Dataset excerpts on object pointing
....................
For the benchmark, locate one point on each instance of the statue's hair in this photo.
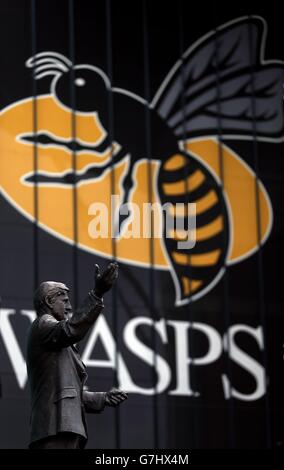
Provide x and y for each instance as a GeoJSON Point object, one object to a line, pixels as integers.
{"type": "Point", "coordinates": [50, 289]}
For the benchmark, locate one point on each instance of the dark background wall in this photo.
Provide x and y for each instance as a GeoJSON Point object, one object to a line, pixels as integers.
{"type": "Point", "coordinates": [124, 39]}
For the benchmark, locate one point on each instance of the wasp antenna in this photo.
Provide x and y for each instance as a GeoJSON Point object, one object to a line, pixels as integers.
{"type": "Point", "coordinates": [48, 63]}
{"type": "Point", "coordinates": [51, 56]}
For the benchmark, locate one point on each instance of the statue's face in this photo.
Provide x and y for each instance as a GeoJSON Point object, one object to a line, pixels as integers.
{"type": "Point", "coordinates": [61, 306]}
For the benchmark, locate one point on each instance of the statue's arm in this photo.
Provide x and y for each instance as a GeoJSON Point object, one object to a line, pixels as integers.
{"type": "Point", "coordinates": [94, 402]}
{"type": "Point", "coordinates": [56, 334]}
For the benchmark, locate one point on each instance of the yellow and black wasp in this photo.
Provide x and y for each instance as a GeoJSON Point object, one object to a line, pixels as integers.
{"type": "Point", "coordinates": [220, 85]}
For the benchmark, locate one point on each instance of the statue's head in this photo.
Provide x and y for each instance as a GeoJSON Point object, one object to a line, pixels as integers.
{"type": "Point", "coordinates": [52, 297]}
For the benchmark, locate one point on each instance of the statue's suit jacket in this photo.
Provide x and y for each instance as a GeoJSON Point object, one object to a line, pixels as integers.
{"type": "Point", "coordinates": [57, 374]}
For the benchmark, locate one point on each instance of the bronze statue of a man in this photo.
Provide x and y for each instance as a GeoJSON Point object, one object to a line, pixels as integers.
{"type": "Point", "coordinates": [55, 371]}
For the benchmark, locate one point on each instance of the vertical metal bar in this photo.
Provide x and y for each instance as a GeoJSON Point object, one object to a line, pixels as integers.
{"type": "Point", "coordinates": [35, 146]}
{"type": "Point", "coordinates": [260, 270]}
{"type": "Point", "coordinates": [73, 145]}
{"type": "Point", "coordinates": [226, 311]}
{"type": "Point", "coordinates": [112, 173]}
{"type": "Point", "coordinates": [148, 145]}
{"type": "Point", "coordinates": [194, 421]}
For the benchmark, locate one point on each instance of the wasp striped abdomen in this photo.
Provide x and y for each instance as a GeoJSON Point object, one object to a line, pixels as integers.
{"type": "Point", "coordinates": [183, 180]}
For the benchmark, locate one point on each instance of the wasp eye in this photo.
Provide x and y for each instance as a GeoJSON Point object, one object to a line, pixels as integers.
{"type": "Point", "coordinates": [80, 82]}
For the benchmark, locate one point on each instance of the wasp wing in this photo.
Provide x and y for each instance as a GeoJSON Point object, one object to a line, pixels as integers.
{"type": "Point", "coordinates": [222, 84]}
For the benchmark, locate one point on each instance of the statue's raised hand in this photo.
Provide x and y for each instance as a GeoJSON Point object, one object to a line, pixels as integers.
{"type": "Point", "coordinates": [105, 281]}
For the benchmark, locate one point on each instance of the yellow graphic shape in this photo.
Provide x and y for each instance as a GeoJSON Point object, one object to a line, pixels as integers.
{"type": "Point", "coordinates": [241, 196]}
{"type": "Point", "coordinates": [55, 202]}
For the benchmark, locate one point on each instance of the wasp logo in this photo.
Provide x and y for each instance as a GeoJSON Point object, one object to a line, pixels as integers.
{"type": "Point", "coordinates": [196, 101]}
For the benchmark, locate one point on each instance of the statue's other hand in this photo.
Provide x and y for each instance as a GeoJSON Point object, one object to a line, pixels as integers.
{"type": "Point", "coordinates": [105, 281]}
{"type": "Point", "coordinates": [114, 397]}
....................
Task objective
Rewrite all the rows above, changing every "pixels as integers" to "pixels as whole numbers" and keeping everything else the same. Leave out the pictures.

The response
For the benchmark, locate one point on each instance of the statue's hair in this photo.
Provide x and y for each instance as a GeoJSON Point object, one object to a line, pixels as whole numbers.
{"type": "Point", "coordinates": [50, 289]}
For the benchmark, locate one point on each instance of the dark background wall in this photo.
Provide x and y for each instance as a GeoJSON Point object, one object to a line, pixels as whole numbers.
{"type": "Point", "coordinates": [124, 39]}
For the benchmark, locate one point on each instance of the wasp antenna in this photo.
Provide x and y for each instance as a GeoJSON Point object, one object to a line, pixels as whole numbers.
{"type": "Point", "coordinates": [48, 63]}
{"type": "Point", "coordinates": [51, 56]}
For the benchmark, locate one point on each instance of the statue's face in this photo.
Provide x and y for each instance as a GeoJSON Point object, one object to a line, pixels as whole numbers.
{"type": "Point", "coordinates": [61, 306]}
For the benchmark, locate one point on each instance of the statue's arm in this photo.
Provide x and y for each instance as a GeoJSON Point object, one object to a line, pixels as whole numbers.
{"type": "Point", "coordinates": [94, 402]}
{"type": "Point", "coordinates": [56, 334]}
For the benchmark, locate one point on each instance of the yellow and black wasp in this photo.
Provide x and y for each instance as a GeoJSON Point object, one object to a line, pixels as whole numbers.
{"type": "Point", "coordinates": [220, 85]}
For the benchmark, locate one point on each instance of the statue's head in this photo.
Provide x and y for each instance as a GeoJSON Point object, one object to a line, pixels as whole numbers.
{"type": "Point", "coordinates": [52, 297]}
For the benchmark, locate one point on each instance of the statue's suit jacket in this photo.
Provide x and y for each instance as a GeoJSON Point object, one object to a line, pixels as whole numbers.
{"type": "Point", "coordinates": [57, 374]}
For the benchmark, locate one point on each instance of the bronze statue of a man in this photo.
Provide x and y for each instance as a GeoJSON Point object, one object to a line, pixels as whole numbers.
{"type": "Point", "coordinates": [55, 371]}
For the benchmark, locate one point on each instance of the vertical metal bar in this photo.
Provide x and y for each instance as a GeoJSON Point object, one object to a line, pixels as whole numbers.
{"type": "Point", "coordinates": [35, 146]}
{"type": "Point", "coordinates": [260, 270]}
{"type": "Point", "coordinates": [73, 145]}
{"type": "Point", "coordinates": [226, 311]}
{"type": "Point", "coordinates": [112, 173]}
{"type": "Point", "coordinates": [148, 145]}
{"type": "Point", "coordinates": [194, 421]}
For the benchmark, locate one point on each instance of the wasp striped abdomen in this photo.
Provide x and y for each instance as a GeoJSON Point object, one object to a line, pixels as whole numbers.
{"type": "Point", "coordinates": [183, 180]}
For the benchmark, locate one point on each instance of the wasp eye in this photo.
Provide x and y for each instance as a GeoJSON Point object, one object to a line, pixels as whole numbers.
{"type": "Point", "coordinates": [80, 82]}
For the benchmark, locate one point on each instance of the wasp wing in this photo.
Provide x and y for each instance as a GeoJSON Point object, one object to a line, pixels as whole numbers.
{"type": "Point", "coordinates": [222, 84]}
For the benchmark, locate one point on each instance of the statue's raised hand in this photo.
Provide x and y for each instance as a GeoJSON Point object, one object to a line, pixels as whole numbers.
{"type": "Point", "coordinates": [105, 281]}
For the benchmark, locate one point on each instance of the yellow graphic shape in this photo.
Provide x and y for each instance as a GeoJSON Point object, one object to a line, pixels as whole numbers.
{"type": "Point", "coordinates": [241, 196]}
{"type": "Point", "coordinates": [55, 202]}
For the benchmark, locate one point on each instance of the wasp logo in this photo.
Provide x and y for each instance as a GeoJSON Point object, one object to a line, pixels as whole numbers.
{"type": "Point", "coordinates": [196, 101]}
For the benchmark, locate one point on each instance of the statue's other hand in this photo.
Provide x and y for each instance as a GeoJSON Point object, one object to a line, pixels as whole numbers.
{"type": "Point", "coordinates": [105, 281]}
{"type": "Point", "coordinates": [114, 397]}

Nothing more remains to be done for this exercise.